### Exercise directions
Please restate each entry that follows word for word.

### Data to use
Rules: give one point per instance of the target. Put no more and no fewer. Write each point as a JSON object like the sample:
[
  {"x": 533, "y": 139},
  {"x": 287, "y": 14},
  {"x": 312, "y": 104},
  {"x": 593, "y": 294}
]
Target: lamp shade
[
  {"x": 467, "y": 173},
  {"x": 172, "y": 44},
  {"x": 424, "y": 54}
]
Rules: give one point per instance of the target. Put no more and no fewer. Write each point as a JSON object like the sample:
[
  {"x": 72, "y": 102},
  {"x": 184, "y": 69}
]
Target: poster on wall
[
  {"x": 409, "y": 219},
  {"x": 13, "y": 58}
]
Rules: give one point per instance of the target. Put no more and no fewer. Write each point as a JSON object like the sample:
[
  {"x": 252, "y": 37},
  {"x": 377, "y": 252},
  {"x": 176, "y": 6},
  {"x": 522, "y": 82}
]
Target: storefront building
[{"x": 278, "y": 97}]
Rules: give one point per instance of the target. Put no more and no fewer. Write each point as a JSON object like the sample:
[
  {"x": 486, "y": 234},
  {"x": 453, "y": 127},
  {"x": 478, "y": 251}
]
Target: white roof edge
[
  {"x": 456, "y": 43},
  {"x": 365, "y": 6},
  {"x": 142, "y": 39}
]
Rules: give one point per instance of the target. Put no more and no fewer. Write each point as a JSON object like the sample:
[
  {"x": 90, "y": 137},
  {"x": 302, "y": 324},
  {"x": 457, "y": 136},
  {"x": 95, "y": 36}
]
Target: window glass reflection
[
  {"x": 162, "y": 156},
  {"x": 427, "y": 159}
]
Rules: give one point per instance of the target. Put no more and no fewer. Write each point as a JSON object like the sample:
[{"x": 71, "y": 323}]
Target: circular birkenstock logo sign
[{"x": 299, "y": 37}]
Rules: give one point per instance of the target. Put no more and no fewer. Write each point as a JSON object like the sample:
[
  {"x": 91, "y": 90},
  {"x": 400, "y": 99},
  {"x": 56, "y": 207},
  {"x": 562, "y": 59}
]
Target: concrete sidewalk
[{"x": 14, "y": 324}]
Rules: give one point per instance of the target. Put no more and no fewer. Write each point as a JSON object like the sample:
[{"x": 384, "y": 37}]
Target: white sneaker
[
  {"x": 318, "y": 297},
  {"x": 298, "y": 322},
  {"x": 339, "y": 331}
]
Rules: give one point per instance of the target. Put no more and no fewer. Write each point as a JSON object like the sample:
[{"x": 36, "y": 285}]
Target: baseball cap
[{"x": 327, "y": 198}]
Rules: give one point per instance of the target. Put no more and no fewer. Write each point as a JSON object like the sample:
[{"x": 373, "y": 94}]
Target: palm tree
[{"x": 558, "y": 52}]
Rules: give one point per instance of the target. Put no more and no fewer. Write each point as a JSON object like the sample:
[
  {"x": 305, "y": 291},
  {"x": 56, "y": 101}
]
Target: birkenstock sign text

### Task result
Rules: give one point per instance of the target. Put no more and no fewer. Write each point as a JSON object like the sample:
[
  {"x": 533, "y": 139},
  {"x": 287, "y": 14},
  {"x": 312, "y": 104},
  {"x": 593, "y": 294}
]
Target: lamp shade
[
  {"x": 467, "y": 173},
  {"x": 172, "y": 44},
  {"x": 424, "y": 54}
]
Rules: give one point per instance of the target. Put no more and no fewer. Write each point as a JSON object like the sample:
[
  {"x": 72, "y": 102},
  {"x": 184, "y": 69}
]
Target: poster on wall
[
  {"x": 409, "y": 219},
  {"x": 13, "y": 58}
]
Rules: give one point per instance of the target. Put no more and no fewer. Write each point as a JSON object like the sample:
[
  {"x": 252, "y": 37},
  {"x": 377, "y": 252},
  {"x": 176, "y": 6},
  {"x": 522, "y": 82}
]
Target: storefront building
[{"x": 278, "y": 97}]
Rules: give one point per instance of the target. Put no more and no fewer. Write each point as a JSON object like the sample:
[
  {"x": 486, "y": 234},
  {"x": 453, "y": 127},
  {"x": 478, "y": 251}
]
Target: white roof edge
[
  {"x": 456, "y": 43},
  {"x": 365, "y": 6},
  {"x": 142, "y": 39}
]
Rules: give one point per instance of the target. Put no more and no fewer. Write each point as a JSON object like the sample:
[
  {"x": 90, "y": 137},
  {"x": 302, "y": 324},
  {"x": 457, "y": 136},
  {"x": 95, "y": 36}
]
Target: window glass reflection
[
  {"x": 162, "y": 156},
  {"x": 427, "y": 159}
]
Rules: give one point per instance of the target. Put no more and no fewer. Write each point as a JSON object like the sample:
[{"x": 71, "y": 323}]
Target: circular birkenstock logo sign
[{"x": 299, "y": 37}]
Rules: give one point per instance of the target. Put no more and no fewer. Write each point as a JSON object like the sample:
[
  {"x": 91, "y": 90},
  {"x": 400, "y": 99},
  {"x": 56, "y": 207},
  {"x": 562, "y": 59}
]
Target: concrete sidewalk
[{"x": 14, "y": 324}]
Rules: give one point per instance of the target. Put no more and no fewer. Write each point as a JSON object like the sample:
[{"x": 384, "y": 37}]
Target: white sneaker
[
  {"x": 318, "y": 297},
  {"x": 298, "y": 322},
  {"x": 339, "y": 331}
]
Rules: give one point per instance of the target. Put no more and no fewer. Write each point as a JSON object like the sample:
[{"x": 36, "y": 285}]
Target: baseball cap
[{"x": 327, "y": 198}]
Rules: give one point per instance of the target. Put no more and no fewer. Write each point as a JSON object like the sample:
[{"x": 373, "y": 94}]
Target: palm tree
[{"x": 558, "y": 52}]
Rules: give one point per instance of the target. Put no more and no fewer. Write each point as a JSON object like the sample:
[
  {"x": 305, "y": 291},
  {"x": 56, "y": 101}
]
Target: birkenstock sign text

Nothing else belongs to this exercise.